-- Start of Passage shown --

Skip to main content

Add your description here

Project description

Factoreally

Generate realistic test data from your actual production data patterns

Factoreally automatically analyzes your real data to create intelligent factories that generate statistically accurate test data. Instead of manually crafting test fixtures or using random data that doesn't reflect reality, leverage the patterns hidden in your production datasets to build better tests, faster development cycles, and more reliable systems.

Why Factoreally?

-- End of Passage shown --

▸ Short exercise
Answer these questions using the Factoreally project description above.
(a) What does Factoreally create when it analyzes real data?
(b) Which two approaches does the description name as what Factoreally is used instead of?
(c) What three results does the description say come from using the patterns in production datasets?

-- Start of Record extracts --

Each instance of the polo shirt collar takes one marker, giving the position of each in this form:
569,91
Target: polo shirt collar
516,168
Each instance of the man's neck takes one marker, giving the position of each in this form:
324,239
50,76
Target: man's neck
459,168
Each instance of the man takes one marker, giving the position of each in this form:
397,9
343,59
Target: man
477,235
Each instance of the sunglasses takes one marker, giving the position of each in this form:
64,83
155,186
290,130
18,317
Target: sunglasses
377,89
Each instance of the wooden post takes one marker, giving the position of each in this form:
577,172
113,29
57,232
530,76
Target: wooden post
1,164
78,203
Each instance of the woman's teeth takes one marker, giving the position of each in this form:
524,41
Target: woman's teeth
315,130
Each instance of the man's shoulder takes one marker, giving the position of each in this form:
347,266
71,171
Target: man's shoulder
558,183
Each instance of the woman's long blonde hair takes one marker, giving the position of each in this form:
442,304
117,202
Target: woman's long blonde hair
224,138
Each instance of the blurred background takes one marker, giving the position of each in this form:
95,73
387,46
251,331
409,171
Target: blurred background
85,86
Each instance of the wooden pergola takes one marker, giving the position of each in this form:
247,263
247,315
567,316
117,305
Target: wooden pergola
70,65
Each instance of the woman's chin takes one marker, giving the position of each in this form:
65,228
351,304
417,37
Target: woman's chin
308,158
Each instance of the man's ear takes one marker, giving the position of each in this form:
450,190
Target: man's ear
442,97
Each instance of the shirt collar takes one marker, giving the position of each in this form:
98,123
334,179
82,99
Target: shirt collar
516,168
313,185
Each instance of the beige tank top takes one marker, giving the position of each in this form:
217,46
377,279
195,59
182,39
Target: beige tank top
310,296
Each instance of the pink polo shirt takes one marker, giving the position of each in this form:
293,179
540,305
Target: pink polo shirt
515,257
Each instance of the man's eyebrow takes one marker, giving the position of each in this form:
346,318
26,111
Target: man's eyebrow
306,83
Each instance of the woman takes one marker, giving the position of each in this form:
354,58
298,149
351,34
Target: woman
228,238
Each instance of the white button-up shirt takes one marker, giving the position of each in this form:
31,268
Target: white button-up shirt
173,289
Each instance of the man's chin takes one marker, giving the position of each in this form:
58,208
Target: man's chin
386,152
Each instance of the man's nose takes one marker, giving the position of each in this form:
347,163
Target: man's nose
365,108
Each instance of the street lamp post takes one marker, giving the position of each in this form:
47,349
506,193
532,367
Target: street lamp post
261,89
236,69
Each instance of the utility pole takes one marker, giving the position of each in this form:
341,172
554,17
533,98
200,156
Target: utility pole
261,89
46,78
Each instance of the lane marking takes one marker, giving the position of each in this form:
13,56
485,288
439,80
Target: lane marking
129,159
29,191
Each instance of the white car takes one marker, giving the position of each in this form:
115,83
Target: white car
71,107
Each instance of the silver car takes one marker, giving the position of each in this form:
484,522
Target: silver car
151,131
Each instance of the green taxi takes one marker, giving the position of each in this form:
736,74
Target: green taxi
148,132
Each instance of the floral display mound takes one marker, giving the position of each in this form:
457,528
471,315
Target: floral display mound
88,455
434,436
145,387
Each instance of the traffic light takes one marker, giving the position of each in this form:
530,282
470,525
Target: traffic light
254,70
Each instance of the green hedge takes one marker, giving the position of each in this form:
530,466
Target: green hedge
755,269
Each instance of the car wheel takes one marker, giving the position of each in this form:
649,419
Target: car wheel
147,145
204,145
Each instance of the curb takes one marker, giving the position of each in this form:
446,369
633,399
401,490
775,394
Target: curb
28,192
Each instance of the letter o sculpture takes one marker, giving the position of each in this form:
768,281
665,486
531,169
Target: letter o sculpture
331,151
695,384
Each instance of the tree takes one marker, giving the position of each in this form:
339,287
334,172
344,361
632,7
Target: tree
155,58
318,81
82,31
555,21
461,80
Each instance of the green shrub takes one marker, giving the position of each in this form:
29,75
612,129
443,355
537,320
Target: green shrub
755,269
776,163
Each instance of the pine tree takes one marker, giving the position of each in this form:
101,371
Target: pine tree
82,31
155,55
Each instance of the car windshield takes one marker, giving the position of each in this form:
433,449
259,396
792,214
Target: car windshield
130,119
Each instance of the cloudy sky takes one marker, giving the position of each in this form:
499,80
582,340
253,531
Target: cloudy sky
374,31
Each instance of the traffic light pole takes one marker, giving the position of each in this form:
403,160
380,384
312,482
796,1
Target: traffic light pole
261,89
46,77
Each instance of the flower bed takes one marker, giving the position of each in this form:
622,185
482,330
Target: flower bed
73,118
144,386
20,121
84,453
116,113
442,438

-- End of Record extracts --

▸ Exercise result
(a) Intelligent factories that generate statistically accurate test data.
(b) Manually crafting test fixtures, and using random data that doesn't reflect reality.
(c) Better tests, faster development cycles, and more reliable systems.